• **Page excerpt**
+===+

Huset’s motto is Cocina de Campo, meaning countryside cooking, and the menu and design take this look very seriously. From the rampant vegetation that stuffs the windows and hangs from the ceiling and beams to the rustic long tables and benches, to the delicious smell of the wood-fired oven, everything in Huset gives you the impression of a quaint countryside tavern, full of unpretentious personality and charming in its love for the simple pleasures in life.
The large patio with a gravel floor hosts lush wooden tables and benches that are illuminated at night by low-hanging tungsten lights in small lanterns, while fairy-light-like spotlights hidden in the green canopy above give you the impression of dining under the stars. In the daytime, the sunlight plays hide and seek among the climbing plants draped on the ceiling beams, letting you peer through at the funky graffiti walls above, while ivy climbs all around the walls making sure the room stays cool even during the hottest Mexican summers.

+===+

• **Things to do**
A - Render this sentence from the Huset description into Spanish: "Huset’s motto is Cocina de Campo, meaning countryside cooking, and the menu and design take this look very seriously."
B - Reproduce, unchanged, the stretch of the Huset description from "The large patio" through "hottest Mexican summers.".
C - Resume the Huset description after its last sentence, keeping its subject and descriptive style.
The records have no role in this work.

• **Data lines**
+===+

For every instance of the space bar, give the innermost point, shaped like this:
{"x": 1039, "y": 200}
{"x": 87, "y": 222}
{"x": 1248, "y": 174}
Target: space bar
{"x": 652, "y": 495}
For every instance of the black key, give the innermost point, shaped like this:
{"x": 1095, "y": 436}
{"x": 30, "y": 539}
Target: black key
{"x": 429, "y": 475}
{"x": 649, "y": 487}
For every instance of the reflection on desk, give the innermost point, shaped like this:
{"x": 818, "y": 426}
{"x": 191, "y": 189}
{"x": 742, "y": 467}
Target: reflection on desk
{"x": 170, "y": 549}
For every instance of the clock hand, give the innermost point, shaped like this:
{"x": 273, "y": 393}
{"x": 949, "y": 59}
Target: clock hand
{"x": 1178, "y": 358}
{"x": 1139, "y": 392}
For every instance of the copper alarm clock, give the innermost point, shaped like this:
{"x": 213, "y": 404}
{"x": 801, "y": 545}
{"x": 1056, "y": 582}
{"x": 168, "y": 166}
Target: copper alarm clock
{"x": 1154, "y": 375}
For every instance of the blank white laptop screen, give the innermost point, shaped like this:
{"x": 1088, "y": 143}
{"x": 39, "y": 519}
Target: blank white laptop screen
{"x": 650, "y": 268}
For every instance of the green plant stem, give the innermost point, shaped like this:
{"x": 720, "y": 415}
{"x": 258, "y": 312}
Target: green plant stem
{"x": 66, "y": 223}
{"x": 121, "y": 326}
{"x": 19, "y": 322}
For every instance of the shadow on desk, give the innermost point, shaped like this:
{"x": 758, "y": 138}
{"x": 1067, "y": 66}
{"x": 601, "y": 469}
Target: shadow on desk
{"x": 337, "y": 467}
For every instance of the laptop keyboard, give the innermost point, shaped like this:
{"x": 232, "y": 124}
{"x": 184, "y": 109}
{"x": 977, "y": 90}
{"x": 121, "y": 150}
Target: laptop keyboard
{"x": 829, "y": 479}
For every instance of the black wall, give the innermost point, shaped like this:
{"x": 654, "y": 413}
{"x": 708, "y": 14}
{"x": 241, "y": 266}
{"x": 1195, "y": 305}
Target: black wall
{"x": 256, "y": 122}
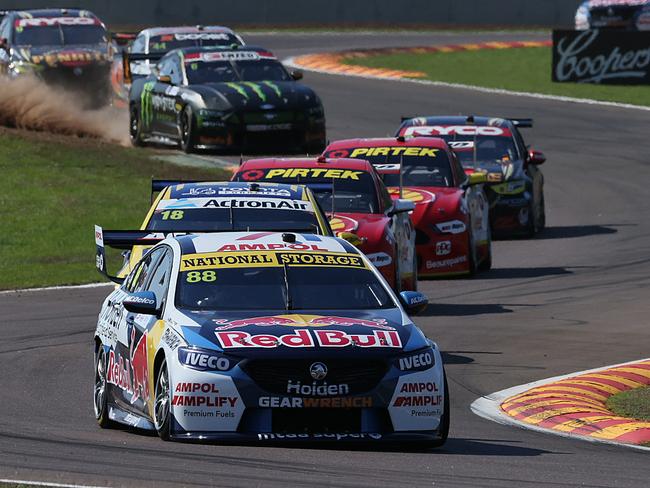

+===+

• **Responses per task**
A - El lema de Huset es Cocina de Campo, que significa cocina campestre, y el menú y el diseño se toman muy en serio esta estética.

B -
The large patio with a gravel floor hosts lush wooden tables and benches that are illuminated at night by low-hanging tungsten lights in small lanterns, while fairy-light-like spotlights hidden in the green canopy above give you the impression of dining under the stars. In the daytime, the sunlight plays hide and seek among the climbing plants draped on the ceiling beams, letting you peer through at the funky graffiti walls above, while ivy climbs all around the walls making sure the room stays cool even during the hottest Mexican summers.

C -
The wood oven is the true protagonist, however, churning out delicious pizzas and diffusing a comforting smell of burnt wood all day long, while the rest of the menu takes you on a Mexico-wide culinary journey: from a fine grilled romaine lettuce salad to the addictive gnocchi with lemon cream, to the wood-fired sea bass with sweet potato puree, to the delicious dessert of brioche bread with ashy goat’s cheese foam.
An oasis of peace and genuine flavors, Huset offers its guests an unforgettable culinary experience in a stunning setting, with a changing menu based on seasonal dishes that simulate the harvest cycles, accentuating the flavors of nature and letting you indulge in the age-old pleasures of family recipes.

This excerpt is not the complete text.